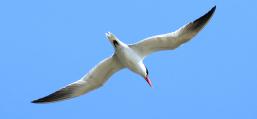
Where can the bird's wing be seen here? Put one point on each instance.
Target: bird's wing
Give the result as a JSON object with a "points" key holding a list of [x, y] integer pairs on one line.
{"points": [[174, 39], [95, 78]]}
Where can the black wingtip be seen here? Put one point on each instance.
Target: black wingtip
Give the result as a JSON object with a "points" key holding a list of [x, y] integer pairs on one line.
{"points": [[37, 101]]}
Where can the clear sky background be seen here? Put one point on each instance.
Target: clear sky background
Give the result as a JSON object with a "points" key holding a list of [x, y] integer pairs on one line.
{"points": [[45, 45]]}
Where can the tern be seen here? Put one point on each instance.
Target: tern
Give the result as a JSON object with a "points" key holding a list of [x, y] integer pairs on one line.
{"points": [[128, 56]]}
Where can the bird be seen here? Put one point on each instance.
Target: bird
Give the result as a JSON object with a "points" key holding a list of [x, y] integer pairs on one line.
{"points": [[129, 56]]}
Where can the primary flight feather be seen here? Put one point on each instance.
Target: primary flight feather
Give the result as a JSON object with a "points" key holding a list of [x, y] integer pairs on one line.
{"points": [[128, 56]]}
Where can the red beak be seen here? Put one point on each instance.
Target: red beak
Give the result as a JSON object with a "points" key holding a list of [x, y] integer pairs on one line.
{"points": [[148, 81]]}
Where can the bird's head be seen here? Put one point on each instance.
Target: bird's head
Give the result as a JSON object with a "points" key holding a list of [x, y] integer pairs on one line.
{"points": [[113, 39]]}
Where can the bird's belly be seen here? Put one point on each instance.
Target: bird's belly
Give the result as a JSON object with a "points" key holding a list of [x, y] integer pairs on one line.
{"points": [[129, 59]]}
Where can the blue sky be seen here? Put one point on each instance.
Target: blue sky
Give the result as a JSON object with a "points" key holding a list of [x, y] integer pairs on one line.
{"points": [[45, 45]]}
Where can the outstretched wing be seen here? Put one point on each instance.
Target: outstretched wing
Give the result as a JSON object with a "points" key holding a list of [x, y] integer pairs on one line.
{"points": [[174, 39], [94, 79]]}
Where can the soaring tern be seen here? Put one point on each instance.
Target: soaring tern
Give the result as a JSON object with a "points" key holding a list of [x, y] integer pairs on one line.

+-------+

PROBLEM TO SOLVE -
Reprint every record exactly and skip the pictures.

SOLUTION BELOW -
Where can the bird's wing be seen here? Put one point on each instance.
Target: bird's wing
Give the result as a JSON object with a "points" key holding a list of [x, y] integer pairs on one line.
{"points": [[174, 39], [95, 78]]}
Where can the black wingtip be seen here? Put one point on each instance.
Target: black wingtip
Give the result as a JSON object with a "points" key holding a list of [x, y] integer pairs on one line.
{"points": [[37, 101]]}
Where can the clear sky background be seen here? Put one point on each instance.
Target: clear sky background
Give the result as a JSON object with a "points" key holding a list of [x, y] integer pairs on one line.
{"points": [[45, 45]]}
Where can the tern be seen here? Put one point on each instance.
Target: tern
Give the result as a JSON object with a "points" key holding a list of [x, y] integer pairs on one line.
{"points": [[128, 56]]}
Where can the bird be seen here? Put one point on each instance.
Target: bird
Give the result as a JSON object with a "points" key holding a list of [x, y] integer pairs on one line.
{"points": [[129, 56]]}
Where can the primary flight feather be seen here? Put one point on each instance.
Target: primary flight feather
Give the result as a JSON object with a "points" key holding a list of [x, y] integer pairs on one line.
{"points": [[128, 56]]}
Where can the red beak be seen here? Put one point on each instance.
Target: red beak
Give the result as a JSON object with a "points" key holding a list of [x, y] integer pairs on one line.
{"points": [[148, 81]]}
Where can the bird's head be seen here? Put one point on each instance.
Target: bird's head
Give the result as a JSON object with a "points" key holding a list of [x, y] integer pairs on one line.
{"points": [[113, 39]]}
Where can the bird's belly be seen here? Put one point on each instance.
Target: bird's belly
Give the result as a JSON object with a "points" key holding a list of [x, y] integer pairs on one line.
{"points": [[129, 59]]}
Where can the blue sky be seen here? Put one point on each instance.
Target: blue sky
Give the result as a JSON object with a "points" key holding a list of [x, y] integer pairs on one line.
{"points": [[45, 45]]}
Where can the outstretched wing be seen here? Put one point on each instance.
Target: outstretched wing
Give the result as a JSON object with a "points" key holding a list of [x, y] integer pairs on one line.
{"points": [[174, 39], [94, 79]]}
Where can the soaring tern be seen here? Put one point on each instance.
Target: soaring tern
Give the result as a JSON object with a "points" key holding a list of [x, y] integer pairs on one line.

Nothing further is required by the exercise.